**Data to process:**
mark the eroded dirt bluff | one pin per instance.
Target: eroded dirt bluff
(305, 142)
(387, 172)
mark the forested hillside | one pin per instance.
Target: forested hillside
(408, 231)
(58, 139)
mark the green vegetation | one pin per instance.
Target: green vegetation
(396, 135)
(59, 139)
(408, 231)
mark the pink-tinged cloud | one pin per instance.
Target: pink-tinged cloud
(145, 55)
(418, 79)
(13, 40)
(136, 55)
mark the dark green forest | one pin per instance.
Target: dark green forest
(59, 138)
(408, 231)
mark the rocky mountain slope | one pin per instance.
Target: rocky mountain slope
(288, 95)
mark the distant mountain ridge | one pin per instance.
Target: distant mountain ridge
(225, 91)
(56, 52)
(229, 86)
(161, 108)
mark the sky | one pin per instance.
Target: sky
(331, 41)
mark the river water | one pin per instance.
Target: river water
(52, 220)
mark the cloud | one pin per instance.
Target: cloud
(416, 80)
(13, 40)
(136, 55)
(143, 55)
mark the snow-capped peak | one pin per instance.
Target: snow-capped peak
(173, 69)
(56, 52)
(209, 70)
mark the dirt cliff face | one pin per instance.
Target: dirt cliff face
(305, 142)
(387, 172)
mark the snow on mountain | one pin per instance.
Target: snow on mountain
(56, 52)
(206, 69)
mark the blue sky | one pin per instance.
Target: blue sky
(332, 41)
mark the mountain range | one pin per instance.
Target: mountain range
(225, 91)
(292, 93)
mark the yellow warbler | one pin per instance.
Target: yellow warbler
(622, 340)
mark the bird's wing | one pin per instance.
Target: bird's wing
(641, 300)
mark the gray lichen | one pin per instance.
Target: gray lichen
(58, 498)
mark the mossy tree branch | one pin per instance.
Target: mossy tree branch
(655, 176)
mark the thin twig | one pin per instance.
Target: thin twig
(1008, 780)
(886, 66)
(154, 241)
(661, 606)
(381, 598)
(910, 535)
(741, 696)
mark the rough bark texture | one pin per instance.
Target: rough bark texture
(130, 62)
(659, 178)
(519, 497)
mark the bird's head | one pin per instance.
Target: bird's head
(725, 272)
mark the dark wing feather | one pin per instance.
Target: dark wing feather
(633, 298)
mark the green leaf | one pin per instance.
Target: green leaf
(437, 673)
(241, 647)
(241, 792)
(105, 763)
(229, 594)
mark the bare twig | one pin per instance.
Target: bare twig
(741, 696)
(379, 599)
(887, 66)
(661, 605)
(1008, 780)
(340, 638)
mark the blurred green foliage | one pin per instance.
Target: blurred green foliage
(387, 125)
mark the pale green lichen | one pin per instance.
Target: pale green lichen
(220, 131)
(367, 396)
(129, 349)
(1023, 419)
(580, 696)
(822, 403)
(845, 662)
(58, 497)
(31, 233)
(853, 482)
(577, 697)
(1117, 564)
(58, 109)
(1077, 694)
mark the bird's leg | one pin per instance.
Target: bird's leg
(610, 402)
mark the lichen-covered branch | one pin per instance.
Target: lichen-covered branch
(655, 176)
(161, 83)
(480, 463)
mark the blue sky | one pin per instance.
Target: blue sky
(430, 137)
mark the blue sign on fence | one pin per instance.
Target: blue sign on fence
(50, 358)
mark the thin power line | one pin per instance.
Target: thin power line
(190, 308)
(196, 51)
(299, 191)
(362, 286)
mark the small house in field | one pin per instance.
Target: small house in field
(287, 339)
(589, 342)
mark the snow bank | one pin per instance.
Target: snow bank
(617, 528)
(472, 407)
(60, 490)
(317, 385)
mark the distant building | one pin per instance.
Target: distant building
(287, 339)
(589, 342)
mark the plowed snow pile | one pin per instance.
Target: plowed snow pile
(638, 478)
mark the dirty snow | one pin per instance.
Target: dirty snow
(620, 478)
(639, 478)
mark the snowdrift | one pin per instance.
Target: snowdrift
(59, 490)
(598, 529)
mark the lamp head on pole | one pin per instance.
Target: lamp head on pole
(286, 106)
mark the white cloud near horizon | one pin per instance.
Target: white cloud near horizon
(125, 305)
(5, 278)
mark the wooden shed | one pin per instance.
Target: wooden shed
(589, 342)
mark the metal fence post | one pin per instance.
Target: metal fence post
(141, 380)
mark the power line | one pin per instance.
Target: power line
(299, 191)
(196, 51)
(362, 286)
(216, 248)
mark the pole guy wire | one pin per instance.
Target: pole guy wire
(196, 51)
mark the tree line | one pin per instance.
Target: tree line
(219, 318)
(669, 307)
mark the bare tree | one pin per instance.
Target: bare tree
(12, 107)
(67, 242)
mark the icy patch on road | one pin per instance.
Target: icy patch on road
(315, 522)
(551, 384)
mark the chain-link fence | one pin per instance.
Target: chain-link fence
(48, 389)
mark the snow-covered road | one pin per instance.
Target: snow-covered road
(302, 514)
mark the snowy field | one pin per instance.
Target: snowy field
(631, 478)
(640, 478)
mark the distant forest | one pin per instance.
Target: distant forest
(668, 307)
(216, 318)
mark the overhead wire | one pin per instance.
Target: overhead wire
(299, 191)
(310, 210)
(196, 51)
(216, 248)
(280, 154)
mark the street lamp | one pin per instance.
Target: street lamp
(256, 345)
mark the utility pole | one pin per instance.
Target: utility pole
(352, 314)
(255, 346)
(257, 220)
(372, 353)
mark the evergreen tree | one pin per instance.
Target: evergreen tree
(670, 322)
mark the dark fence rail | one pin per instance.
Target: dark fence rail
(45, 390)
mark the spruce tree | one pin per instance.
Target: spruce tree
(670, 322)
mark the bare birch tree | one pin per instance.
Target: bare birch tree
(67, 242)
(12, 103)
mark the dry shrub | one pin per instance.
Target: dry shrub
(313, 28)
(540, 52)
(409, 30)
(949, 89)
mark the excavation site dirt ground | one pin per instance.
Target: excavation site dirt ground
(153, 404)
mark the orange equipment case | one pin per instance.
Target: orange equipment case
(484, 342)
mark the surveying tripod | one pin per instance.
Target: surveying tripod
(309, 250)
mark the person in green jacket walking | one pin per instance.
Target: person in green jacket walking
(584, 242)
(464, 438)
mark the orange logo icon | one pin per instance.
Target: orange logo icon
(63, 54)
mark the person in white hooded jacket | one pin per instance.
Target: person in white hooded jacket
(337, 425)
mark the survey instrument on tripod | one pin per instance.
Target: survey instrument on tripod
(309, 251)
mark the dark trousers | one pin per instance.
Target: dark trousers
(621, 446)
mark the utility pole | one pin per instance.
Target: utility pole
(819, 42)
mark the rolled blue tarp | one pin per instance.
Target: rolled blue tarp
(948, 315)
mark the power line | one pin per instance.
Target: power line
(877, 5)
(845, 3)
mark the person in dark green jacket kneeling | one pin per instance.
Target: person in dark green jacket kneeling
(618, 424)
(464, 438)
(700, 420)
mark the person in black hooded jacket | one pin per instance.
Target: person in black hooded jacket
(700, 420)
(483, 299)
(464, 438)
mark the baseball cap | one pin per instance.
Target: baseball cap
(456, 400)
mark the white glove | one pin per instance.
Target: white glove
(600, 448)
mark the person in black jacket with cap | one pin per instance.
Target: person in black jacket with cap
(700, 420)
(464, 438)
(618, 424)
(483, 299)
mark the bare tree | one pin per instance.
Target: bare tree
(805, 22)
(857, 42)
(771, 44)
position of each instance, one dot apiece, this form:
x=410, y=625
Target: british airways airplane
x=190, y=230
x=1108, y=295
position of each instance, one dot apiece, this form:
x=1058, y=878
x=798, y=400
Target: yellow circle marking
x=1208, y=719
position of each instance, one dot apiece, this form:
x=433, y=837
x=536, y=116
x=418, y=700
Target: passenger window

**What to do:**
Format the records between the lines holding "mark the bird's wing | one pin per instance." and "(1077, 694)", inclusive, as a two-column CSV with the header text,answer. Give one row per record, put each value in a single quoted field, and replace line breaks with spaces.

**Full response:**
text,answer
"mark the bird's wing | one pin per instance. Target: bird's wing","(641, 300)"
"mark the gray lichen | one pin per instance. Target: gray lichen","(58, 498)"
"mark the mossy tree branch | one pin per instance. Target: mossy tree branch","(655, 176)"
"mark the thin twig | one pin per instance. Target: thin twig","(1008, 780) (886, 66) (154, 241) (661, 606) (381, 598) (910, 535) (741, 696)"
"mark the rough bark texture | one pin per instance. Target: rough bark texture","(130, 62) (659, 178) (519, 497)"
"mark the bird's head | one pin per instance. Target: bird's head","(725, 272)"
"mark the dark wing feather | one pin per instance. Target: dark wing feather","(633, 298)"
"mark the green leaf | one pin per instance. Target: green leaf","(437, 673) (241, 647) (241, 792) (105, 763) (229, 594)"
"mark the bare twig | one pin per instance. Target: bare twig","(741, 696) (379, 599) (887, 66) (661, 605) (1008, 780) (340, 638)"
"mark the blurred green foliage | one pin per instance. Target: blurred green foliage","(387, 125)"
"mark the pale green lichen | one pin per instance. Target: pale green lichen","(220, 131) (367, 396) (129, 349) (1023, 419) (580, 696) (822, 403) (845, 662) (58, 497) (31, 233) (853, 482) (577, 697) (1117, 564) (58, 109) (1077, 694)"